In the listing that follows, locate the line containing "Mark every instance of the black" and the line containing "Target: cow's leg". Retype exactly those two lines and every line between them, and nothing more.

- [GIVEN DATA]
● ● ●

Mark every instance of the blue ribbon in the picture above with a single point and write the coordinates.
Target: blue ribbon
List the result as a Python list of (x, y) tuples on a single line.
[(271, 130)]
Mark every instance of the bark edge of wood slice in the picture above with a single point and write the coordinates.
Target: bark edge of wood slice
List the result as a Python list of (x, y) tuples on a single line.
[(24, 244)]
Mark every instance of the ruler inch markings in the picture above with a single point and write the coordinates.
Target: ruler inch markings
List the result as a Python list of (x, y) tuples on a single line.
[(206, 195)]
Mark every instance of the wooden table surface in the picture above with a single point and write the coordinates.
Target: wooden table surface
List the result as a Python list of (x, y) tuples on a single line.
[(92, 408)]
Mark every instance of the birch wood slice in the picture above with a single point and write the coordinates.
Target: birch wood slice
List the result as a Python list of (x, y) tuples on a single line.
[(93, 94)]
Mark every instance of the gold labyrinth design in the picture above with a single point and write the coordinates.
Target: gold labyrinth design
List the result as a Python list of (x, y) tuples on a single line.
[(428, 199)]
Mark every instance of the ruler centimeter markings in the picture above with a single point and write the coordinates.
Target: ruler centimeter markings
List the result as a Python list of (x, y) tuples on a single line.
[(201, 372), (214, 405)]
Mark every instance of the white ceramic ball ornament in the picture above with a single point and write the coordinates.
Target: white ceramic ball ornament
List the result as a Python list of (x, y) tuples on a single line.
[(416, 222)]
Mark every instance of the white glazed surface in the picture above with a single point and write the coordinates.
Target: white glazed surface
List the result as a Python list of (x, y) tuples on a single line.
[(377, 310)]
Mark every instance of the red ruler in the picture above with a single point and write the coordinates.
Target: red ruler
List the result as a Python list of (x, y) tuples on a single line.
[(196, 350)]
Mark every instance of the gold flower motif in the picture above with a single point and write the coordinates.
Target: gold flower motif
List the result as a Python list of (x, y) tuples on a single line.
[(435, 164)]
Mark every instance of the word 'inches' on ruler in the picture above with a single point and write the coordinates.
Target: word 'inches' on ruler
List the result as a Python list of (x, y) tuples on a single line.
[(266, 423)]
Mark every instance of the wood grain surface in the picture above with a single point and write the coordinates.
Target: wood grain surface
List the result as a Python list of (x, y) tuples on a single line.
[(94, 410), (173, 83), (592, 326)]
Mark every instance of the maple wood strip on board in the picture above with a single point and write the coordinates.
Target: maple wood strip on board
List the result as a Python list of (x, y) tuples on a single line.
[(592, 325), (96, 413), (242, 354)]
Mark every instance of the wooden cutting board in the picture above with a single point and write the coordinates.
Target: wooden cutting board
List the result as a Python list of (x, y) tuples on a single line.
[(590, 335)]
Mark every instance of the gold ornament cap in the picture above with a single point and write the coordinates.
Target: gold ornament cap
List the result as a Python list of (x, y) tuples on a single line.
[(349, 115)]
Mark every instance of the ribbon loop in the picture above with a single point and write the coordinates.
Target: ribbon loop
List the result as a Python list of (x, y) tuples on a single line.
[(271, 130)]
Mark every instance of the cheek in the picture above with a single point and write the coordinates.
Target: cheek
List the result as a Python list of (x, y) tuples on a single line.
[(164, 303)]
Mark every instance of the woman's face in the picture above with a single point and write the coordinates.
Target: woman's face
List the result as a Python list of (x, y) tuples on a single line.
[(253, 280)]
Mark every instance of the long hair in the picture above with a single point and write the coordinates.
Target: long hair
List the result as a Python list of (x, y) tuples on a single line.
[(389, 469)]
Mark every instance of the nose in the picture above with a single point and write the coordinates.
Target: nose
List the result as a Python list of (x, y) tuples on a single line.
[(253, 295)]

● ● ●

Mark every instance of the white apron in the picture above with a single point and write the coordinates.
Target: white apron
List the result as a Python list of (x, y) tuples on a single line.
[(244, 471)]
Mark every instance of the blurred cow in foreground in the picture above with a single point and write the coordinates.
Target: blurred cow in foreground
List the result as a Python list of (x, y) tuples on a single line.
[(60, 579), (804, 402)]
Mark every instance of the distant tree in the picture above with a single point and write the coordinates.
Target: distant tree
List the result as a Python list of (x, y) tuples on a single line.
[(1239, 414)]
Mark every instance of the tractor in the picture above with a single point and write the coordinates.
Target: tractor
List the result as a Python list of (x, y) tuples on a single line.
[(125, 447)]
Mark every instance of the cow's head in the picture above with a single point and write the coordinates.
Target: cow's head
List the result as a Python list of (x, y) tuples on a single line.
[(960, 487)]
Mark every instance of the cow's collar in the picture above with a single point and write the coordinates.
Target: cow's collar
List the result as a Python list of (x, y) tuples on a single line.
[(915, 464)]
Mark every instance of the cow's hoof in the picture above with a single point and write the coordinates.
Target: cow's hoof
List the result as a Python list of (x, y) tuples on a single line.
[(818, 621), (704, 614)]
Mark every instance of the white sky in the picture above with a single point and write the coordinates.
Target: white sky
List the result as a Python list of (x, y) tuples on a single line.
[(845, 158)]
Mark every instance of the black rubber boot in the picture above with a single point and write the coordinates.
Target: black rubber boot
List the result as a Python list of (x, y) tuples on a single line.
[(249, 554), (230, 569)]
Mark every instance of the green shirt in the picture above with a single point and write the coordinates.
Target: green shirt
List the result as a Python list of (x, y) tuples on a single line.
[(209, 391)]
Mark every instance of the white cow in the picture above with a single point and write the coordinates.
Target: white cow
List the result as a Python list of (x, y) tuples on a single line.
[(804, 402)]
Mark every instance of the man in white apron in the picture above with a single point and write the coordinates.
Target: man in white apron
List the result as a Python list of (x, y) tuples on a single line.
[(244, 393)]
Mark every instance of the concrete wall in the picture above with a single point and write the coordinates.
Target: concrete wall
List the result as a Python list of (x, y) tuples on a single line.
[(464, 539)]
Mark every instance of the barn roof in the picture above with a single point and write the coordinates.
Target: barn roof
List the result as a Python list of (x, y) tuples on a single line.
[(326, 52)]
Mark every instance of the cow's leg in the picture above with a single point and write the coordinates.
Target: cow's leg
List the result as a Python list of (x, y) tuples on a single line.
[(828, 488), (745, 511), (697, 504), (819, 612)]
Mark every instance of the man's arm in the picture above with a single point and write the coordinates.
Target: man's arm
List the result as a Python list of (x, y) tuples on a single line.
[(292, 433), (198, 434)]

● ● ●

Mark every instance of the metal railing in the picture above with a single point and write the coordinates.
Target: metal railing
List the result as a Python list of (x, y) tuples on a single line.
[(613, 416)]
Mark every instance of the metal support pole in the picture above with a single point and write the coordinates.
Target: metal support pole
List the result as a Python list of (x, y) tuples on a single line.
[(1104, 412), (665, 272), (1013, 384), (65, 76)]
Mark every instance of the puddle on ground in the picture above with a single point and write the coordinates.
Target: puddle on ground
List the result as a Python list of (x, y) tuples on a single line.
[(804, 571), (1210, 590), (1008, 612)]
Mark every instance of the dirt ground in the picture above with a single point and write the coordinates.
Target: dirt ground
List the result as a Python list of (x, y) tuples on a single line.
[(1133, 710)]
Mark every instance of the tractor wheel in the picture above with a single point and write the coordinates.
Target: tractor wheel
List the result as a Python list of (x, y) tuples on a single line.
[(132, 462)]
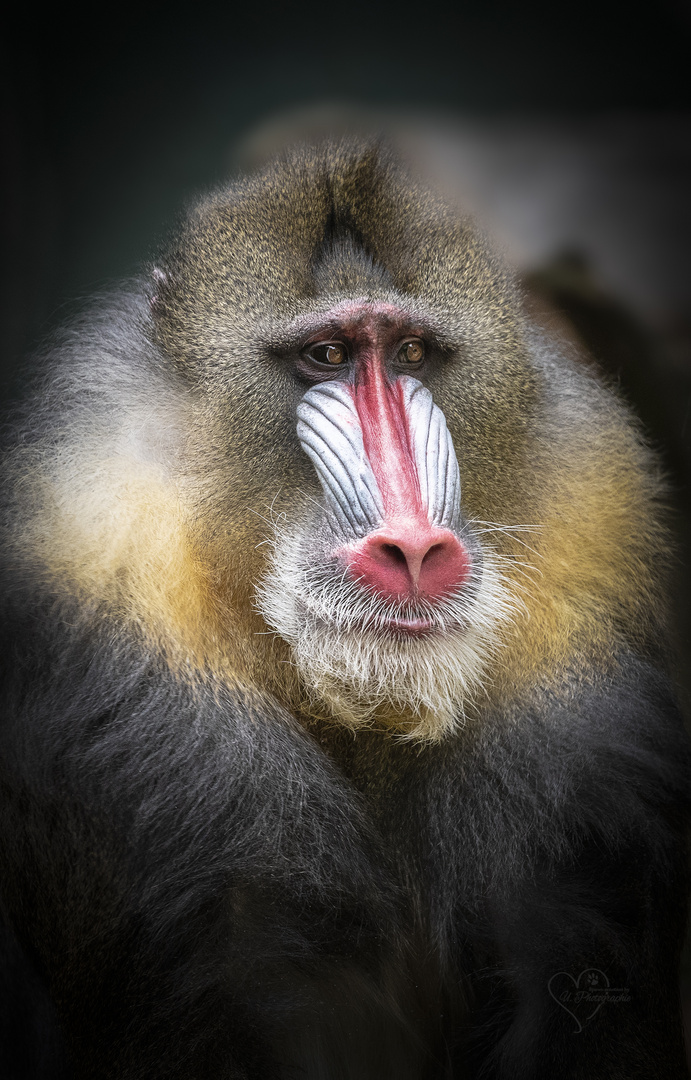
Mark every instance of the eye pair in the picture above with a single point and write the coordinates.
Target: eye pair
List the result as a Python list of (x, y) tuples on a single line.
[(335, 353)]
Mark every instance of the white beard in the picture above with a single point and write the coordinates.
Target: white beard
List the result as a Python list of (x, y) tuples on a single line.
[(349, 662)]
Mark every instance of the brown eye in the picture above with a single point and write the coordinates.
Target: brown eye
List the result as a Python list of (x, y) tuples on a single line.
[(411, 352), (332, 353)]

● ● ●

- [REPLY]
Mark every instance of the black rubber boot in the picture above with a single point and write the coordinates.
Target: black rubber boot
List the result as a Python list of (x, y) tuples on a single line.
[(249, 554), (230, 569)]
Mark every instance of the green shirt in the picture above with a single point and write the coordinates.
Target: green shirt
List the result as a Python list of (x, y) tuples on a single line.
[(209, 391)]
Mark every instance of the white cow in the picture above with a single point and write the coordinates.
Target: white cow
List the result as a Python list of (x, y) tuples on a single line.
[(804, 402)]
Mark every instance of the man in white apron in the picture above with a single point and write the coordinates.
Target: man in white apron
List the result as a Python list of (x, y) tuples on a single line.
[(244, 393)]
Mark every instance of the concrete wall in the picture above with a single point and write the coordinates.
Target: concrete wall
List the result as a Python list of (x, y) tuples on a single line.
[(464, 539)]
Mark every instance of the barn roof in the picture above with a single point and write the coordinates.
Target: barn roof
List the result as a Python list of (x, y) tuples on a single line.
[(326, 52)]
Mark every instance of the cow's leg in the picture above with a single point and write the coordinates.
Target: cow's leg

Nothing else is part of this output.